**Tasks and exercises:**
a: In the Airwolf game description, reproduce everything from "The NES version" down to "may have taken." without any change.
b: According to the Airwolf game description, which company developed the NES version of the game?
c: Continue the Airwolf game description, starting after its final sentence.

The NES version was not a port of the arcade game, but was instead developed by Beam Software and released by Acclaim in 1988. The game places the player in the cockpit of the Airwolf helicopter attempting to shoot down enemy aircraft and rescue prisoners.

==Gameplay==
===NES===
The game contains twenty missions, each with the objective being to rescue prisoners being held captive in enemy bases. The layout of each level changes as the player progresses. There are three types of bases:

- Home base - the player can refuel the Airwolf and repair damage it may have taken.
- Enemy airfield - this is where many of the enemy craft take off from. The base can be destroyed, which lessens the number of enemy aircraft pursuing the player.
- Prisoner base - this is where the prisoners are being held. To rescue them, the player must successfully land Airwolf and rescue the prisoner.

**Extracted data:**
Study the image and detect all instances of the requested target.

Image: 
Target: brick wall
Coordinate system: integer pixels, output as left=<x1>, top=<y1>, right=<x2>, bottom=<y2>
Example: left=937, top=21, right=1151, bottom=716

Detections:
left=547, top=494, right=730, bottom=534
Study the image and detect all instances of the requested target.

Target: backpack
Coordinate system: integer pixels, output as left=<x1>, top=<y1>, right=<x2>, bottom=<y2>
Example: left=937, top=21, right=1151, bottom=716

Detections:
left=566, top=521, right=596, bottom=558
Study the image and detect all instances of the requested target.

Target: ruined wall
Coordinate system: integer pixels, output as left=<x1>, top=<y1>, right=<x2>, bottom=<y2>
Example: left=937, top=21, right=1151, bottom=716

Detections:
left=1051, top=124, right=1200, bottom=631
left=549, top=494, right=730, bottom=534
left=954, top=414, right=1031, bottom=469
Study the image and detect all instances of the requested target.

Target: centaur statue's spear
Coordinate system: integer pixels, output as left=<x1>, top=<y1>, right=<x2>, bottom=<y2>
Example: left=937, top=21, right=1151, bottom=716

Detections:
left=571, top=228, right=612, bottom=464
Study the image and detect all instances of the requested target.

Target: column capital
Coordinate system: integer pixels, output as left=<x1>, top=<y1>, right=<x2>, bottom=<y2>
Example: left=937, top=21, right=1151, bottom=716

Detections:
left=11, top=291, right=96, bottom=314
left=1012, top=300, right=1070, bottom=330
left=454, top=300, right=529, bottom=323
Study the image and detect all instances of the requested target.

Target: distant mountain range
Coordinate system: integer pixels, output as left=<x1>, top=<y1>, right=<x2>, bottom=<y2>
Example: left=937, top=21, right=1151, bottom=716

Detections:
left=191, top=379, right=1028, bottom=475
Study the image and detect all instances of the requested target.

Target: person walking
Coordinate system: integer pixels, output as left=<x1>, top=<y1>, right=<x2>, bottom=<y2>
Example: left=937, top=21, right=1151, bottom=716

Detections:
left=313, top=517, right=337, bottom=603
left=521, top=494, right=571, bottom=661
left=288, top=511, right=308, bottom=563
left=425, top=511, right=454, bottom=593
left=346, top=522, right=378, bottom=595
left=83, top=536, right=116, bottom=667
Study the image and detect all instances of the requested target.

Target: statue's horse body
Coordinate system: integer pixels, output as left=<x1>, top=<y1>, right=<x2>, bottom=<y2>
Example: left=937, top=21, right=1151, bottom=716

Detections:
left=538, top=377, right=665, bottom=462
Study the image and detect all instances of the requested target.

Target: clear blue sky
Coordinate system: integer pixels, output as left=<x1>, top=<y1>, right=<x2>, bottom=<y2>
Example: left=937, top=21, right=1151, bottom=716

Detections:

**Responses by task:**
a:
The NES version was not a port of the arcade game, but was instead developed by Beam Software and released by Acclaim in 1988. The game places the player in the cockpit of the Airwolf helicopter attempting to shoot down enemy aircraft and rescue prisoners.

==Gameplay==
===NES===
The game contains twenty missions, each with the objective being to rescue prisoners being held captive in enemy bases. The layout of each level changes as the player progresses. There are three types of bases:

- Home base - the player can refuel the Airwolf and repair damage it may have taken.

b: Beam Software

c:
Airwolf is equipped with missiles and a machine gun in order to fend off enemy craft and their weapons. In order to successfully complete a mission, the player must rescue all prisoners and reach the border of the level without losing all of their lives.

==Reception==

In Japan, Game Machine listed Airwolf on their November 1, 1987 issue as being the fourteenth most-successful table arcade unit of the month. Classic Home Video Games 1985-1988 praised the musical score of the NES version, but described the gameplay as "dull".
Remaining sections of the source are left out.